What is expected: Print the data that follows without changing a single word.

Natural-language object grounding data
#####
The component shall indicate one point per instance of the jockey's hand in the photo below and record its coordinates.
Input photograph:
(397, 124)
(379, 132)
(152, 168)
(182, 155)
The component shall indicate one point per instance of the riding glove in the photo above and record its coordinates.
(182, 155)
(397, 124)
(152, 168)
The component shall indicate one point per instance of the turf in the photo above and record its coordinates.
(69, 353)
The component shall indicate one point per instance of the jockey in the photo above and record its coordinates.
#####
Answer space:
The component shall indicate one point per instance of the jockey's hand in the photo below and record its coordinates.
Input photograph:
(397, 124)
(379, 132)
(152, 168)
(182, 155)
The component shall indicate one point per instance of the riding glove in the photo above and record its coordinates.
(182, 155)
(397, 124)
(152, 168)
The component shall indicate one point per instance of the turf in the photo above and record its coordinates.
(69, 353)
The component shall indicate one point per instance of the jockey in the photo above and record its coordinates.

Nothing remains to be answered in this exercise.